Start of Given passage

DRSLTR 1 filename1.htm

 

PowerUp Acquisition Corp.

199 Water Street

New York, NY 10038

 

VIA EDGAR

 

May 19, 2021

 

U.S. Securities & Exchange Commission

Division of Corporation Finance

Office of Life Sciences

100 F Street, NE

Washington, D.C. 20549

Attn: Alan Campbell

 

  Re:

PowerUp Acquisition Corp.

Draft Registration Statement on Form S-1

Submitted March 16, 2021

CIK 0001847345

Dear Mr. Campbell:

 

PowerUp Acquisition Corp., a Cayman Islands exempted company (the “Company,” “we,” “our” or “us”), hereby transmits the Company’s response to the comment letter received from the staff (the “Staff”) of the U.S. Securities and Exchange Commission (the “Commission”) dated April 12, 2021, regarding the Company’s Draft Registration Statement on Form S-1 submitted to the Commission on March 16, 2021 (the “Registration Statement”). For the Staff’s convenience, we have repeated below the Staff’s comment in bold, and have followed the comment with the Company’s response. Concurrently with the transmission of this letter, we are publicly filing the Company’s Registration Statement on Form S-1 with the Commission through EDGAR.

End of Given passage
Start of Supplied entries

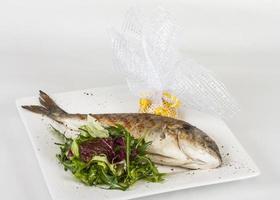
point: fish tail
(48, 107)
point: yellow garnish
(169, 107)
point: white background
(64, 45)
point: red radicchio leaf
(114, 149)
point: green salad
(107, 157)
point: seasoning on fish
(174, 142)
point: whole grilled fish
(174, 142)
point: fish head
(199, 148)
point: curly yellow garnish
(168, 108)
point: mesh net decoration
(146, 53)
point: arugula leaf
(100, 169)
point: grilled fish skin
(174, 142)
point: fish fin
(37, 109)
(48, 107)
(49, 104)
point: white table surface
(63, 45)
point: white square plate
(62, 186)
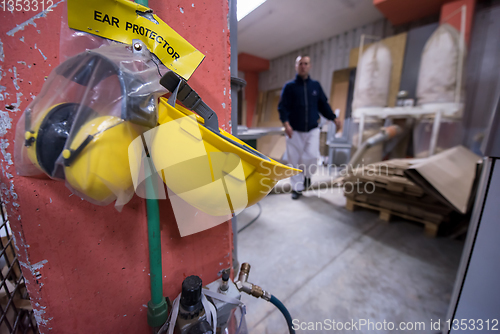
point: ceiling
(278, 27)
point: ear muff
(95, 159)
(46, 137)
(96, 163)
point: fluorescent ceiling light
(245, 7)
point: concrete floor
(324, 262)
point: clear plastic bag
(91, 107)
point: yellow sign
(123, 21)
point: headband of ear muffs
(94, 148)
(136, 108)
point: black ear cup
(53, 133)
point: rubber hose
(275, 301)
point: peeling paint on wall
(7, 157)
(45, 58)
(14, 80)
(31, 21)
(2, 55)
(5, 123)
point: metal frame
(13, 318)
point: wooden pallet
(430, 229)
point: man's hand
(338, 123)
(288, 129)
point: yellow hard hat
(214, 172)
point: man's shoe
(307, 183)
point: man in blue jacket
(302, 99)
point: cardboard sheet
(449, 176)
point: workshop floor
(326, 263)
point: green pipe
(157, 306)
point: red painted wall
(86, 266)
(451, 14)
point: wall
(327, 56)
(482, 72)
(86, 267)
(482, 63)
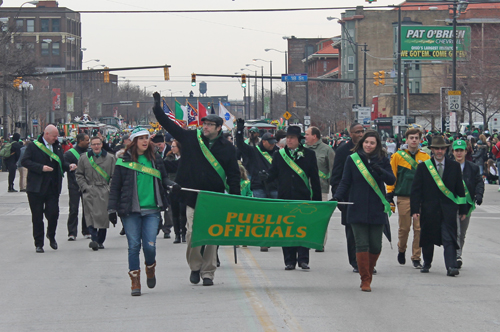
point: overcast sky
(211, 43)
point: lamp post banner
(221, 219)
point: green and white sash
(98, 168)
(266, 155)
(371, 181)
(75, 153)
(139, 168)
(408, 159)
(300, 172)
(211, 159)
(440, 184)
(50, 154)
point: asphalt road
(77, 289)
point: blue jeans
(141, 229)
(261, 193)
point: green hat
(459, 144)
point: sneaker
(416, 264)
(402, 258)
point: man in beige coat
(324, 158)
(94, 172)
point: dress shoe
(402, 258)
(177, 239)
(425, 268)
(208, 282)
(94, 245)
(195, 277)
(452, 271)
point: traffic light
(243, 80)
(106, 75)
(166, 73)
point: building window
(45, 49)
(56, 25)
(350, 63)
(55, 48)
(30, 25)
(44, 25)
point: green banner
(433, 42)
(221, 219)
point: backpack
(5, 152)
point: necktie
(440, 169)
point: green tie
(440, 170)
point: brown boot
(373, 261)
(363, 260)
(135, 276)
(150, 274)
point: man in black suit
(294, 185)
(437, 196)
(475, 186)
(356, 131)
(45, 163)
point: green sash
(440, 184)
(211, 159)
(98, 168)
(266, 155)
(296, 168)
(408, 159)
(75, 153)
(371, 181)
(469, 200)
(139, 168)
(50, 154)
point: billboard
(433, 42)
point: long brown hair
(149, 153)
(378, 150)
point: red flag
(202, 112)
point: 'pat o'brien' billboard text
(433, 42)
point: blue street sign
(293, 77)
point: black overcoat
(434, 207)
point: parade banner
(221, 219)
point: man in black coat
(293, 186)
(437, 211)
(475, 185)
(356, 131)
(196, 172)
(45, 175)
(10, 162)
(71, 157)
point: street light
(270, 82)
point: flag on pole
(226, 116)
(170, 114)
(192, 115)
(202, 112)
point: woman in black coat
(367, 215)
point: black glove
(113, 218)
(176, 189)
(157, 98)
(240, 124)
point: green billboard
(433, 42)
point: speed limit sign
(454, 101)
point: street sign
(293, 77)
(454, 101)
(398, 120)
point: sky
(208, 43)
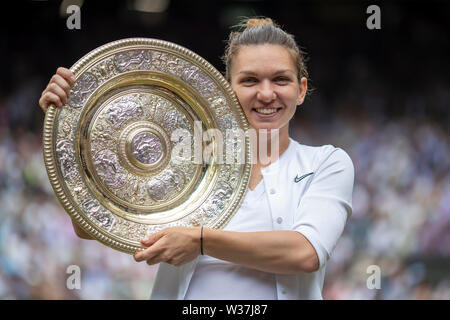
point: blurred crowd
(400, 221)
(390, 118)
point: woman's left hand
(175, 245)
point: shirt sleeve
(327, 204)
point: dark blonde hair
(255, 31)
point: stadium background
(381, 95)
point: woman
(277, 244)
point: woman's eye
(282, 79)
(248, 80)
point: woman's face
(264, 78)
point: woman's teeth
(266, 110)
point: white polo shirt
(308, 190)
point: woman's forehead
(255, 57)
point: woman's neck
(269, 147)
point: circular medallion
(152, 136)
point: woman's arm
(283, 252)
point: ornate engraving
(197, 78)
(166, 184)
(101, 216)
(108, 168)
(146, 147)
(132, 60)
(122, 111)
(65, 154)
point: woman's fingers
(66, 74)
(49, 98)
(58, 89)
(61, 82)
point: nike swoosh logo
(298, 179)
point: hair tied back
(251, 23)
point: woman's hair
(255, 31)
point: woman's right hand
(57, 89)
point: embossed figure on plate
(108, 168)
(146, 147)
(122, 111)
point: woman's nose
(266, 92)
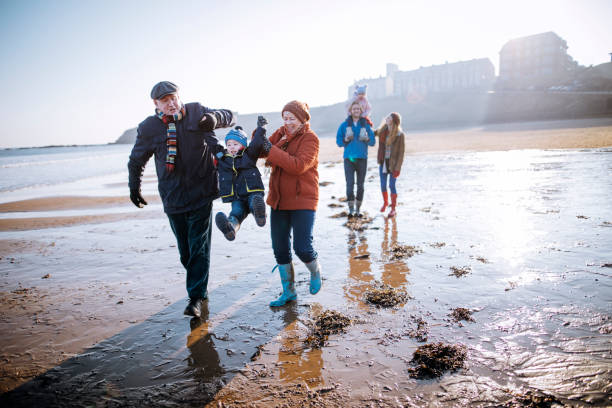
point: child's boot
(393, 204)
(385, 201)
(228, 226)
(288, 282)
(259, 210)
(351, 208)
(315, 276)
(357, 208)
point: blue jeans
(193, 233)
(243, 206)
(352, 166)
(383, 181)
(282, 222)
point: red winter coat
(294, 180)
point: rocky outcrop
(128, 137)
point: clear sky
(80, 72)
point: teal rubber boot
(315, 275)
(351, 208)
(288, 281)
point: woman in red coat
(293, 196)
(390, 157)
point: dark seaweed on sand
(328, 322)
(459, 272)
(432, 360)
(421, 331)
(398, 251)
(461, 313)
(531, 399)
(358, 223)
(386, 296)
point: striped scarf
(169, 121)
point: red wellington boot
(385, 201)
(393, 204)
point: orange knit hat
(299, 109)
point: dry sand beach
(79, 269)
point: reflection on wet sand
(394, 273)
(297, 363)
(360, 269)
(203, 360)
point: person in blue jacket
(240, 180)
(355, 136)
(182, 139)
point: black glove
(266, 146)
(136, 198)
(261, 121)
(208, 123)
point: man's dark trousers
(193, 234)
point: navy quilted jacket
(239, 175)
(193, 183)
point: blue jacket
(193, 183)
(355, 149)
(239, 175)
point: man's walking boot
(227, 225)
(194, 308)
(385, 201)
(357, 208)
(288, 282)
(393, 204)
(259, 210)
(351, 208)
(315, 275)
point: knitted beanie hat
(238, 135)
(299, 109)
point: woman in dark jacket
(390, 157)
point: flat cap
(162, 89)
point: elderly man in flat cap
(182, 139)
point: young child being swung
(240, 180)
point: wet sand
(109, 272)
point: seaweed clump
(328, 322)
(358, 223)
(421, 331)
(459, 272)
(531, 399)
(403, 251)
(461, 313)
(432, 360)
(386, 296)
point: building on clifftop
(535, 62)
(473, 75)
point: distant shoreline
(538, 125)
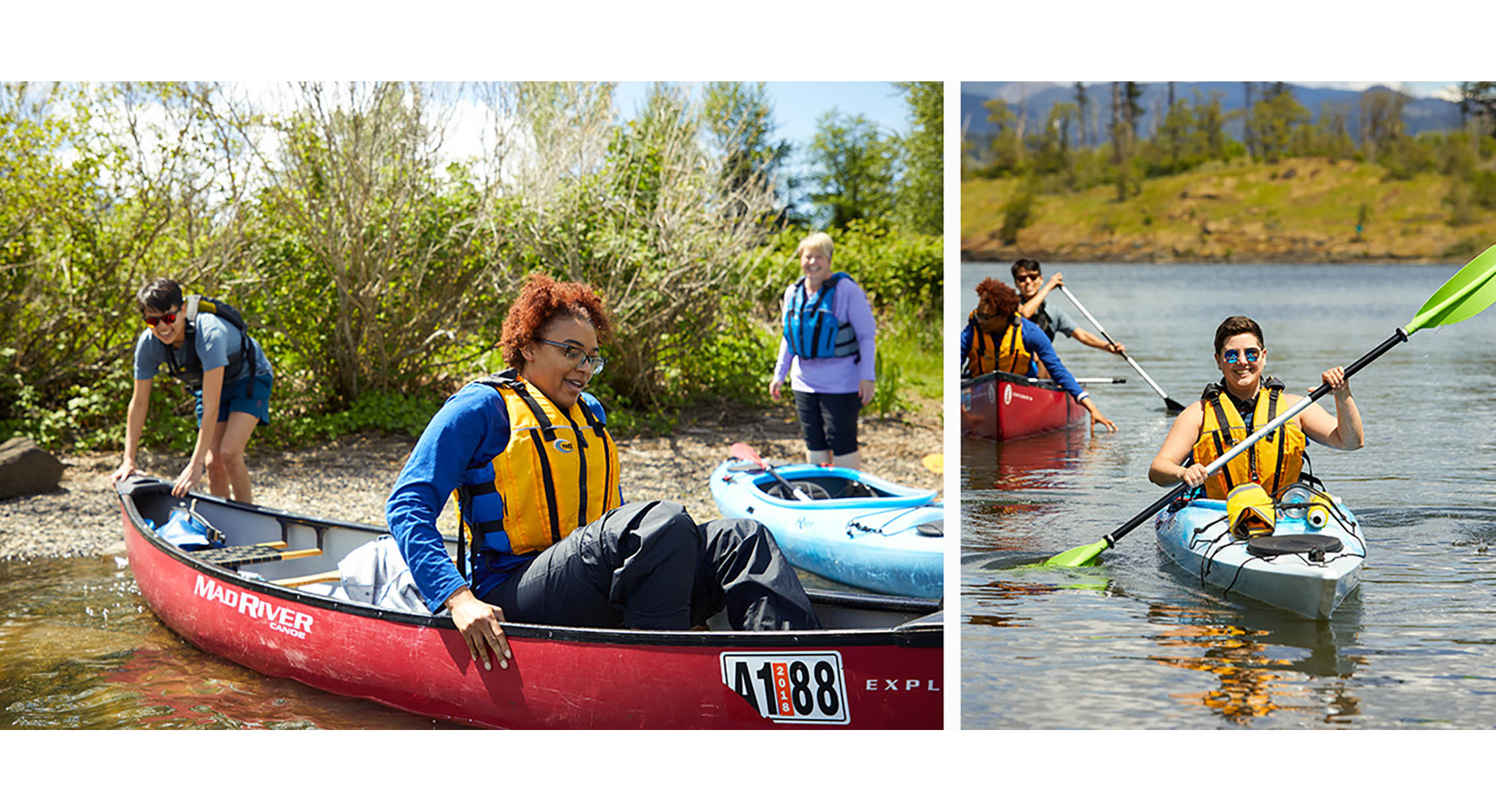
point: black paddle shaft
(1356, 367)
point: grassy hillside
(1299, 210)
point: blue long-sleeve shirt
(1043, 350)
(469, 431)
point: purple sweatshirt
(832, 376)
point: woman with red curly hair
(997, 339)
(527, 455)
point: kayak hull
(1006, 407)
(878, 544)
(1194, 538)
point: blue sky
(798, 105)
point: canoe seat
(1300, 544)
(253, 553)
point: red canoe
(1003, 407)
(876, 666)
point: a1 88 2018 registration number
(790, 687)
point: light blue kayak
(1308, 565)
(856, 528)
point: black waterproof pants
(649, 565)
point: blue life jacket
(810, 328)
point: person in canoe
(998, 339)
(1032, 290)
(534, 473)
(1229, 409)
(826, 349)
(229, 378)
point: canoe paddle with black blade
(743, 450)
(1468, 292)
(1169, 403)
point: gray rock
(27, 468)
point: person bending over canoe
(1227, 410)
(229, 376)
(534, 473)
(997, 339)
(1032, 290)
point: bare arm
(212, 392)
(1028, 309)
(1169, 467)
(1344, 431)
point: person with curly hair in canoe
(534, 473)
(1229, 409)
(997, 339)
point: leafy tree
(739, 124)
(1007, 141)
(1275, 118)
(852, 169)
(921, 190)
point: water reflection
(80, 649)
(1034, 462)
(1260, 660)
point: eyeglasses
(578, 356)
(168, 317)
(1251, 355)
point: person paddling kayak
(997, 339)
(1243, 397)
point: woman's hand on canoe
(479, 626)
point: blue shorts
(829, 421)
(247, 395)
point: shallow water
(1136, 642)
(81, 649)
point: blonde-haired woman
(826, 349)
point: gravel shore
(349, 479)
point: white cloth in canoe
(376, 573)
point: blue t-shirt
(214, 340)
(469, 431)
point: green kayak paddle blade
(1468, 292)
(1079, 557)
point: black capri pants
(829, 421)
(649, 565)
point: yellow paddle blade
(1468, 292)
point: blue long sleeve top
(1043, 350)
(469, 431)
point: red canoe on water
(1003, 407)
(876, 666)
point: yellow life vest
(1274, 461)
(557, 473)
(1007, 353)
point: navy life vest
(810, 328)
(190, 370)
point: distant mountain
(1036, 101)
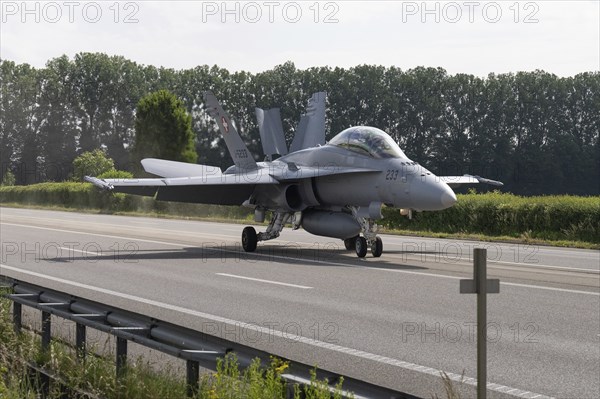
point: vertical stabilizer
(311, 128)
(242, 158)
(271, 131)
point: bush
(91, 163)
(115, 174)
(501, 214)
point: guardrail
(197, 349)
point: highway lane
(394, 321)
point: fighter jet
(335, 189)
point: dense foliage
(163, 129)
(552, 218)
(537, 132)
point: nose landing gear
(368, 240)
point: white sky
(477, 37)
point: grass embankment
(555, 220)
(95, 377)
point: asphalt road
(396, 321)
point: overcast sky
(477, 37)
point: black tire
(377, 248)
(349, 243)
(249, 239)
(361, 247)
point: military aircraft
(334, 189)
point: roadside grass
(94, 377)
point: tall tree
(163, 129)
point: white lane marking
(278, 334)
(264, 281)
(531, 265)
(271, 257)
(80, 251)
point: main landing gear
(250, 238)
(361, 244)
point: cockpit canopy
(369, 141)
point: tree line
(536, 132)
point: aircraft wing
(164, 168)
(230, 189)
(294, 173)
(455, 181)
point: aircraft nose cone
(431, 195)
(448, 198)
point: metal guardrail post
(156, 334)
(17, 316)
(80, 341)
(121, 356)
(192, 377)
(481, 286)
(46, 338)
(46, 330)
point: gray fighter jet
(334, 189)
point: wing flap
(164, 168)
(291, 172)
(455, 181)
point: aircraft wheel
(377, 247)
(349, 243)
(249, 239)
(360, 246)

End of Supplied entries

- **What is required**:
Copy the PowerUp Acquisition Corp. letter above in full, word for word.

- **Full solution**:
DRSLTR 1 filename1.htm

 

PowerUp Acquisition Corp.

199 Water Street

New York, NY 10038

 

VIA EDGAR

 

May 19, 2021

 

U.S. Securities & Exchange Commission

Division of Corporation Finance

Office of Life Sciences

100 F Street, NE

Washington, D.C. 20549

Attn: Alan Campbell

 

  Re:

PowerUp Acquisition Corp.

Draft Registration Statement on Form S-1

Submitted March 16, 2021

CIK 0001847345

Dear Mr. Campbell:

 

PowerUp Acquisition Corp., a Cayman Islands exempted company (the “Company,” “we,” “our” or “us”), hereby transmits the Company’s response to the comment letter received from the staff (the “Staff”) of the U.S. Securities and Exchange Commission (the “Commission”) dated April 12, 2021, regarding the Company’s Draft Registration Statement on Form S-1 submitted to the Commission on March 16, 2021 (the “Registration Statement”). For the Staff’s convenience, we have repeated below the Staff’s comment in bold, and have followed the comment with the Company’s response. Concurrently with the transmission of this letter, we are publicly filing the Company’s Registration Statement on Form S-1 with the Commission through EDGAR.